Starting with the line that contains "Return one point per instance of the nose", set down each line through the end of the entries below, exactly and with nothing added.

Material for this exercise:

★ ★ ★ ★ ★

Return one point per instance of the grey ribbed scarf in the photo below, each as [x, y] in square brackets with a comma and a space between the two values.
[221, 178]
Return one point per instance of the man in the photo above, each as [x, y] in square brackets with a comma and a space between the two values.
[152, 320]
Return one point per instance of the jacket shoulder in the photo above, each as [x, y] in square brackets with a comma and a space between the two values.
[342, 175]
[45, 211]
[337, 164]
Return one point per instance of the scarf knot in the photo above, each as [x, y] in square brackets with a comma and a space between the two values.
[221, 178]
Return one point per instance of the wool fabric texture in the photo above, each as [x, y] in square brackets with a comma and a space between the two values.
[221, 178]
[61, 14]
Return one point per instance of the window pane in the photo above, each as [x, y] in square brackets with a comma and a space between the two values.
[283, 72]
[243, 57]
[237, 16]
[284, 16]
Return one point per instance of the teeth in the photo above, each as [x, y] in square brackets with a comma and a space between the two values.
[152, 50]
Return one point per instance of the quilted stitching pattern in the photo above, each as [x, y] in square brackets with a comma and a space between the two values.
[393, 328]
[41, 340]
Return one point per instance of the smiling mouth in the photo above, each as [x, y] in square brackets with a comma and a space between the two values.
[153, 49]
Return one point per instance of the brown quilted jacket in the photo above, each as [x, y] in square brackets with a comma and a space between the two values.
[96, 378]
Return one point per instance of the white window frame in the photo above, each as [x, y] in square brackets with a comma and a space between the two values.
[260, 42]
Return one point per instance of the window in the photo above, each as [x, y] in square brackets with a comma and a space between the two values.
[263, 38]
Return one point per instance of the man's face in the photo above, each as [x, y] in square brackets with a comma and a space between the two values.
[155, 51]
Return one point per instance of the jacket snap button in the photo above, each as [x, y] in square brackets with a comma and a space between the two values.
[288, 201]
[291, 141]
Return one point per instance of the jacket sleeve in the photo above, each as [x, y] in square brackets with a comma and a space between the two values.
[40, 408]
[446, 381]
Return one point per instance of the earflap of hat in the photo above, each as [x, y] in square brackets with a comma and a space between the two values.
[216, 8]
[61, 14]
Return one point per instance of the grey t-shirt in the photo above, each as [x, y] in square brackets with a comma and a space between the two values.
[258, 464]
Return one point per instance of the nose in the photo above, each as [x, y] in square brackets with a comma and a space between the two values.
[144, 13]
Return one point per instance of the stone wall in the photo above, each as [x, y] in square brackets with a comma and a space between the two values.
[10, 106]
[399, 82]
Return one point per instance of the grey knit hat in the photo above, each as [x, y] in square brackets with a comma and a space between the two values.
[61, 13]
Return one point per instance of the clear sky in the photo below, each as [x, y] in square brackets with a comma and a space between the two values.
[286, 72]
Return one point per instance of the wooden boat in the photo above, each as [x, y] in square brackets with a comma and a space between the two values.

★ ★ ★ ★ ★

Response to this task:
Return one point per instance of the nose in the photo above, each as [x, y] in square brackets with a comma and a space between the two values.
[144, 13]
Return one point per instance of the stone wall in the photo above, each as [x, y] in square brackets with a comma and a space between the two values.
[10, 106]
[399, 82]
Return one point per instance of the grey knit hat in the photo above, each as [x, y] in square brackets with a comma and a space between the two values.
[61, 13]
Return one point per instance of the clear sky in the photo below, each as [x, y] in square brackets with a comma and a space between the two values.
[286, 72]
Return one point per instance of the wooden boat in the photo above, each as [x, y] in square brackets with a comma and a space between the two values.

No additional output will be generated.